◆ Task goal ◆
Please retype the data below in full.

◆ Data extract ◆
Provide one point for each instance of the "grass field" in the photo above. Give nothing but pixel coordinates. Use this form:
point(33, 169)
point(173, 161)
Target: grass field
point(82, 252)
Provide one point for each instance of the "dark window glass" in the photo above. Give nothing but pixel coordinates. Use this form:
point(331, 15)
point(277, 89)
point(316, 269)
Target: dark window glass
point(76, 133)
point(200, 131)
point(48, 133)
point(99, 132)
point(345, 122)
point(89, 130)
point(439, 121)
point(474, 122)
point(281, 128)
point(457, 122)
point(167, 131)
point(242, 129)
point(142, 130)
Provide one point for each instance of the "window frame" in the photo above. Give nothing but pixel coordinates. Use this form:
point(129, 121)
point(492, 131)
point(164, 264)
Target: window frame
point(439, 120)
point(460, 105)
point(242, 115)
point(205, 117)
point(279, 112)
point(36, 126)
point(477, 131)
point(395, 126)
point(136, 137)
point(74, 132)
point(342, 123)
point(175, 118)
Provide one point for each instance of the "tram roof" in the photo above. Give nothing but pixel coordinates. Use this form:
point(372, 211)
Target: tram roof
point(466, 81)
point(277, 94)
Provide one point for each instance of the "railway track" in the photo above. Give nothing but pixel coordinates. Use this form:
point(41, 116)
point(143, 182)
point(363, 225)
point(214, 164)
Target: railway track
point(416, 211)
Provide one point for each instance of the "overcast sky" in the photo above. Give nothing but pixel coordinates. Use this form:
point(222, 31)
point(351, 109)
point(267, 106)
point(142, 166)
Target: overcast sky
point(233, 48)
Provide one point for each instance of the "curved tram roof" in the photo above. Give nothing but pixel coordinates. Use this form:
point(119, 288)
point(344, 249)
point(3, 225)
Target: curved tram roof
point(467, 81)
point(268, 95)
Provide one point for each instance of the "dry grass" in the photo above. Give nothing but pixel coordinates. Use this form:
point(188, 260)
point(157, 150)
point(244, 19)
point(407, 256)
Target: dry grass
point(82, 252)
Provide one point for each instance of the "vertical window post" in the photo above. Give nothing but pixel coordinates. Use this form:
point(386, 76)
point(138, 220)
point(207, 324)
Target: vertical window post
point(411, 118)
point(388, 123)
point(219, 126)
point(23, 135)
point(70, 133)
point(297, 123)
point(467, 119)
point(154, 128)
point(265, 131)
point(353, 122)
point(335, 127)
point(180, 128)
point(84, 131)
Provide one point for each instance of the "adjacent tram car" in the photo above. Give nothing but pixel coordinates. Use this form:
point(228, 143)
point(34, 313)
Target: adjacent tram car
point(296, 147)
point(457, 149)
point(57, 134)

◆ Written answer ◆
Provide one point for each instance of the "grass field" in the photo above. Give nothing but pixel coordinates. Use this form:
point(33, 169)
point(173, 161)
Target: grass field
point(82, 252)
Provide one point for each instance of the "dark window glass" in the photo above. Give nothing but pixel coordinates. Use this form:
point(331, 15)
point(277, 89)
point(316, 269)
Target: dark window glass
point(76, 133)
point(200, 131)
point(48, 133)
point(99, 132)
point(345, 122)
point(89, 130)
point(439, 121)
point(474, 122)
point(281, 128)
point(457, 122)
point(167, 131)
point(242, 129)
point(142, 130)
Provide one point for each instance of the "window frame" in the photo above. Give nothing but pixel coordinates. Use this form:
point(129, 121)
point(492, 131)
point(164, 264)
Target: window frame
point(439, 120)
point(460, 105)
point(242, 115)
point(205, 117)
point(279, 112)
point(36, 126)
point(477, 131)
point(395, 126)
point(136, 137)
point(74, 132)
point(342, 123)
point(175, 118)
Provide one point for each instance of the "tram roof" in the photo above. Give nothing but pixel coordinates. Use this form:
point(372, 211)
Target: tram roof
point(466, 81)
point(277, 94)
Provide one point for each instance of the "railway track" in the photo above. Give nothing but pixel coordinates. Use this form:
point(41, 116)
point(143, 182)
point(363, 225)
point(214, 164)
Target: railway track
point(416, 211)
Provide one point for each instance of the "overcast sky" in the photo above. Give nothing but pixel coordinates. Use this form:
point(222, 31)
point(351, 109)
point(267, 106)
point(142, 166)
Target: overcast sky
point(233, 48)
Provide one point for each instance of the "curved tram roof" in the photo above. Give nothing but pixel coordinates. Use this form:
point(119, 288)
point(344, 249)
point(3, 225)
Target: curved tram roof
point(467, 81)
point(268, 95)
Provide one point for each instance of the "dry grass" in the photo above. Give nothing but pixel coordinates. Use this form:
point(188, 260)
point(157, 150)
point(244, 19)
point(407, 256)
Target: dry grass
point(82, 252)
Provide one point for each instance of the "vertical window post" in the photo above. Give nothing but pixel coordinates. Use this form:
point(386, 76)
point(138, 220)
point(207, 324)
Target: vertical window post
point(411, 118)
point(388, 123)
point(219, 126)
point(23, 135)
point(70, 133)
point(297, 123)
point(467, 119)
point(154, 128)
point(265, 131)
point(353, 122)
point(335, 127)
point(180, 128)
point(84, 131)
Provide one point for each instance of the "adjacent tram car" in the photo above. Give nothing but pixel coordinates. Use this form:
point(228, 143)
point(34, 313)
Target: adjacent tram car
point(296, 147)
point(457, 149)
point(57, 134)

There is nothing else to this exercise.